-- Start Available records --

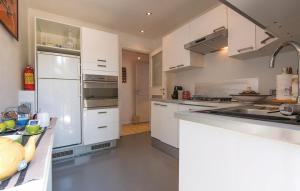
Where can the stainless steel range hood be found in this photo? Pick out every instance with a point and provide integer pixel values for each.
(279, 17)
(210, 43)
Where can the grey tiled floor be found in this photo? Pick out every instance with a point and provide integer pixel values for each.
(133, 166)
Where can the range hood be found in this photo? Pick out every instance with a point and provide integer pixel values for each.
(210, 43)
(279, 17)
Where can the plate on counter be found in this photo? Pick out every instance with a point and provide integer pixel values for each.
(25, 133)
(8, 131)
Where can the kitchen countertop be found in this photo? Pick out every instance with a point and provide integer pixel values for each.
(36, 175)
(272, 130)
(198, 103)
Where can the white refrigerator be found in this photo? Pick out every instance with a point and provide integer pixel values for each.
(58, 93)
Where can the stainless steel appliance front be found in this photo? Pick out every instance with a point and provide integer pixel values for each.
(100, 91)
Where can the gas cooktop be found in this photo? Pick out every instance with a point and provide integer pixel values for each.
(211, 99)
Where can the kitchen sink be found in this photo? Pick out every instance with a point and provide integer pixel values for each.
(256, 113)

-- End Available records --

__Task to complete__
Reproduce every line of the records above, requests included, but add -74 to each value in the point coordinates of the answers. Omit the pictures.

__Expected answer__
Where can the stainless steel range hood be found in this photo? Pick out every instance with a point and provide integer pixel values for each.
(205, -57)
(136, -31)
Where can the grey tiled floor be found in this photo? Pick out every instance with a point and provide integer pixel values for each.
(59, 92)
Where can the range hood be found in this photo? Pick out every instance with a point and provide integer pixel values for each.
(136, -31)
(205, -57)
Where can the plate on counter be found in this photo? Pick out every instance with a point and provide integer pixel values for each.
(-49, 59)
(-66, 57)
Where can the kitchen countertop be found in this photo? Pick out every instance with a point and provide integer pixel values for each.
(-38, 101)
(198, 56)
(124, 29)
Where can the white refrigerator be found in this photo? Pick out every instance with a point and provide integer pixel values for each.
(-16, 19)
Where can the stainless steel appliance front be found in this photo? Pick out every instance with a point and provide integer pixel values for each.
(26, 17)
Where can the gas cooktop be found in this photo? Pick out every instance with a point and provide integer pixel values for each.
(137, 25)
Where can the kitchen sink be found in this photo? Pick out every instance with a point and provide integer pixel values for each.
(182, 39)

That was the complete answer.